▶ What is required: Exactly transcribe the line that holds "gray dog's nose" and every remaining line of the records, up to and including the final one, with nothing else.

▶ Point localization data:
>>>>

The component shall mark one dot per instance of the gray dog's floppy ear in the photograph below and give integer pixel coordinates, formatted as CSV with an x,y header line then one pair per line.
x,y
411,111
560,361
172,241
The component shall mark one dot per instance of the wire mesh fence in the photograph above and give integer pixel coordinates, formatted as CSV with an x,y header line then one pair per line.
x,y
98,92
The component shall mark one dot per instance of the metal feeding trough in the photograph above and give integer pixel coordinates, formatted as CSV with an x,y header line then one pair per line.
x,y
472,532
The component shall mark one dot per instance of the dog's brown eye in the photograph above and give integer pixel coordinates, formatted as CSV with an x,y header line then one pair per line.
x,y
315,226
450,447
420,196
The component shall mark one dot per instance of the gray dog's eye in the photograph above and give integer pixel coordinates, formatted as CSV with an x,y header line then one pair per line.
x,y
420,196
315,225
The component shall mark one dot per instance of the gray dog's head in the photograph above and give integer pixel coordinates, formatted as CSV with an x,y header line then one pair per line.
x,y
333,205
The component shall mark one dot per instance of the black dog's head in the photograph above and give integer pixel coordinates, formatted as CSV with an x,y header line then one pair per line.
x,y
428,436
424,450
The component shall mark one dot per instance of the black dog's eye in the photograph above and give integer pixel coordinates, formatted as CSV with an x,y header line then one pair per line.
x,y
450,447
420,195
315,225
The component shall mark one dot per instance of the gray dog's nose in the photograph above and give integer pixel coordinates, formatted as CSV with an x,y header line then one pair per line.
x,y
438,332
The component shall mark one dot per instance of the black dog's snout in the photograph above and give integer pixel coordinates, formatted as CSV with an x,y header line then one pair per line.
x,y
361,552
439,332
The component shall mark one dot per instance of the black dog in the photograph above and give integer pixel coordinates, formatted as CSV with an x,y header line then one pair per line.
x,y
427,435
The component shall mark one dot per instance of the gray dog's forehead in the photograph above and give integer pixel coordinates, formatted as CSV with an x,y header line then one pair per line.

<<<<

▶ Answer below:
The component shall mark one dot per instance of the gray dog's nose in the photograph above and give integer pixel coordinates, formatted as CSV with an x,y header line then one pair per line.
x,y
438,332
The component shall mark one dot per instance of the black dog's snout in the photograph above and give integer pixel coordinates, formatted as CSV with an x,y header line then one pair per line.
x,y
361,552
439,332
The component shall mark one dot per instance of the black dog in the photograph above and give integer pixel coordinates, formatted as CSV with an x,y header line then one pair per line.
x,y
427,435
The component shall mark one dot per instance of the gray dog's forehead in the photograph above and give integer pixel coordinates, formatted as CSV with an x,y header line then one pair per line.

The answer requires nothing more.